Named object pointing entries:
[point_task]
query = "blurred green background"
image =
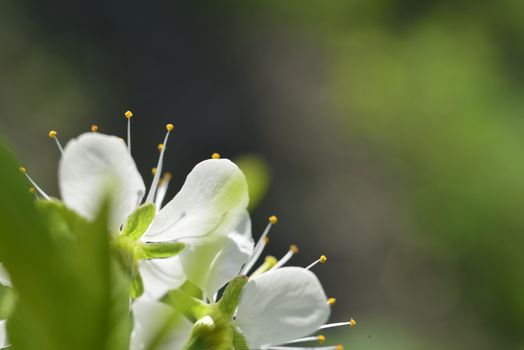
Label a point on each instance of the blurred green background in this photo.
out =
(392, 129)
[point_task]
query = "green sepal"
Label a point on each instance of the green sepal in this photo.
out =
(231, 297)
(139, 221)
(137, 286)
(192, 308)
(239, 341)
(210, 333)
(160, 250)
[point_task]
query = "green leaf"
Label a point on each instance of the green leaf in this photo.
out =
(189, 306)
(138, 222)
(61, 221)
(71, 294)
(231, 297)
(7, 301)
(160, 250)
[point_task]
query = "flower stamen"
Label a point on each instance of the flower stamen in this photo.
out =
(162, 190)
(40, 191)
(154, 185)
(322, 260)
(293, 249)
(53, 134)
(128, 115)
(333, 347)
(351, 323)
(268, 264)
(259, 247)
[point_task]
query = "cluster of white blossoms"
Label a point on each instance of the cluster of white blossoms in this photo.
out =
(192, 259)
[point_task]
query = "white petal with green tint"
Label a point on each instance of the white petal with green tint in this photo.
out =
(160, 275)
(235, 252)
(211, 202)
(92, 164)
(149, 317)
(281, 305)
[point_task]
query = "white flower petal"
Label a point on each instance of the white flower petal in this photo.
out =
(237, 249)
(90, 164)
(281, 305)
(149, 317)
(161, 275)
(212, 201)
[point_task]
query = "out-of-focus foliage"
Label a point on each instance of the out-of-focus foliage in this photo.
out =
(430, 92)
(258, 177)
(437, 88)
(71, 295)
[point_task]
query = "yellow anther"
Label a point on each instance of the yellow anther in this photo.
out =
(270, 260)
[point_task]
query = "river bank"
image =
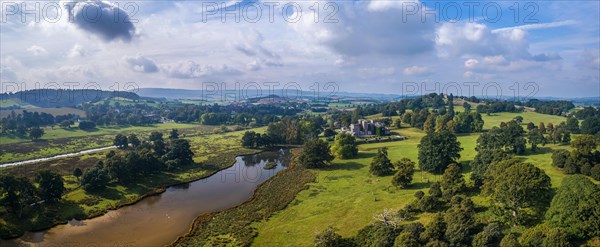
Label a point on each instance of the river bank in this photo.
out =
(233, 226)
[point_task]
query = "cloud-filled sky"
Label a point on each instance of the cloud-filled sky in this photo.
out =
(363, 46)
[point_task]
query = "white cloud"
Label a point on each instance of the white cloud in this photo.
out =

**TASK DETAILS:**
Copy out each line in the rows above that contains the word "tint".

**RESULT:**
query = "white petal with green tint"
Label a point on each instance of the white petal with green tint in this photo.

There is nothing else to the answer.